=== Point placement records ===
* * * *
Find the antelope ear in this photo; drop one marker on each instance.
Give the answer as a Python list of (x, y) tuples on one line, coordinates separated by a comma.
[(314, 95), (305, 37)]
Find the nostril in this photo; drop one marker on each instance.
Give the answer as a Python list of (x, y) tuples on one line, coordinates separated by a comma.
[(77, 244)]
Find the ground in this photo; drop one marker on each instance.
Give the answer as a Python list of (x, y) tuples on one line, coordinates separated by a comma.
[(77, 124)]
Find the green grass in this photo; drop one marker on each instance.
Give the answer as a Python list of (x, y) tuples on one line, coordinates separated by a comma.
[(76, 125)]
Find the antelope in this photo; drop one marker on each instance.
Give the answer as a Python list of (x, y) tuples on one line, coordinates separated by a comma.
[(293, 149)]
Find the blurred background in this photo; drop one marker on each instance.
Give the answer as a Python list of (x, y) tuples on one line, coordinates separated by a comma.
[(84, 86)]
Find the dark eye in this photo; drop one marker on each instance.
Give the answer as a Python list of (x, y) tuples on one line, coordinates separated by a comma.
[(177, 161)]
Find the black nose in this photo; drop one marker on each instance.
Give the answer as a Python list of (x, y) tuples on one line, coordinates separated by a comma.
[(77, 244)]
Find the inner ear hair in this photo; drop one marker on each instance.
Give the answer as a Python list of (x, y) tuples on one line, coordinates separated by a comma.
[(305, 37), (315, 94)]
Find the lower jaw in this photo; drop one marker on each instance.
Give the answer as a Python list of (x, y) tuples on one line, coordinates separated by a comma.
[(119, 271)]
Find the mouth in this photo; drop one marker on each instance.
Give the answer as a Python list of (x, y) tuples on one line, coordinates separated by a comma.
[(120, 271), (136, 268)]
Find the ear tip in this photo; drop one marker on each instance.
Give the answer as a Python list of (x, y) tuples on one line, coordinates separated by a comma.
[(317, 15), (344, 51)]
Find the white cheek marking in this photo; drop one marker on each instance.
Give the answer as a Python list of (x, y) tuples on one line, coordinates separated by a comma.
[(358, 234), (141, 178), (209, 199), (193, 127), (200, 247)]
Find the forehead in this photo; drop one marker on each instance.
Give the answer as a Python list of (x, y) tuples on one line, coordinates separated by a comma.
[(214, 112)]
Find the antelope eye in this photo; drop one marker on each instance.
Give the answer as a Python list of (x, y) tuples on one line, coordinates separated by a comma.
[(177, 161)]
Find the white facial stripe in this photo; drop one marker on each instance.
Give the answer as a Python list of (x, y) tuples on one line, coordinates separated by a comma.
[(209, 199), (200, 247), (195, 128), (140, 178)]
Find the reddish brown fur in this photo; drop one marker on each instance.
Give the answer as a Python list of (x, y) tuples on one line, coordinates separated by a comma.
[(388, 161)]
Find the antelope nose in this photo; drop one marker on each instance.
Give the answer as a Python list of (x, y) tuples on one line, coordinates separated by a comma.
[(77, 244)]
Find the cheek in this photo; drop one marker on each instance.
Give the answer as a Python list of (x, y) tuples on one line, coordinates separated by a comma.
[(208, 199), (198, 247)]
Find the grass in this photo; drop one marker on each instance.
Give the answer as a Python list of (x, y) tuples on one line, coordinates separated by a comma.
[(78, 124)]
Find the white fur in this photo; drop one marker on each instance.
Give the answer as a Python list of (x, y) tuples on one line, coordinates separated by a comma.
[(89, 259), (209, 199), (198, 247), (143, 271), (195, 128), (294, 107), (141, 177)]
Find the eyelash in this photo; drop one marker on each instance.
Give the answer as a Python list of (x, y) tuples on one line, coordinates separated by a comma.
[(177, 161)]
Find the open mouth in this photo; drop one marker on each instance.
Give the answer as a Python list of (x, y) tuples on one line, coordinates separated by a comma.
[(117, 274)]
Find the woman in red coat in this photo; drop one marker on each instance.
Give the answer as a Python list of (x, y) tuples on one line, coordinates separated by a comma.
* * * *
=== Problem requirements ===
Rewrite the stretch from the line containing "Find the white facial" through the line containing "[(117, 274)]", requests included, and shift every coordinate in the answers by adding 30 to each number.

=== Solution for this task ===
Find the white facial stripe in this photo; drop one marker on each instance.
Give the answer as a Python list of (x, y) tuples on one line, coordinates separated by a comma.
[(239, 229), (230, 277), (225, 158), (170, 208)]
Find the reddish brown fur in this photo; drop one marker on each instance.
Give the answer as a Python list of (x, y) tuples on one line, coordinates separated by a comma.
[(418, 191)]
Find the antelope nose in this photo; drop one marker on each instance.
Give the answer as a Python list of (x, y) tuples on one line, coordinates separated by a comma.
[(107, 274)]
Find the cheek in this photo; drop one marker on each instance.
Give the answer as a Python list of (x, y) tuples on one line, coordinates separated by a comma.
[(238, 229), (228, 277)]
Find the grass in this photo; drop one marker on each instance.
Give the answer as a Python list of (x, y) tuples on one line, coordinates separated by a comma.
[(108, 154)]
Find the white fur in this photo; drop one marker on each instance.
Give the answer as a Python list of (x, y) tuples on one line, coordinates separated by a comma.
[(119, 289), (239, 229), (228, 277), (173, 301), (225, 158), (324, 137), (171, 207)]
Find the eyelash in this photo; drop one marker on each instance.
Give the answer as a Python list of (x, y) tuples on one line, coordinates separated by a comma.
[(207, 191)]
Find the open mouth in this photo; drop one marker on each instance.
Give the answer as a Python list of (x, y) tuples on one line, coordinates separated by a comma.
[(147, 304)]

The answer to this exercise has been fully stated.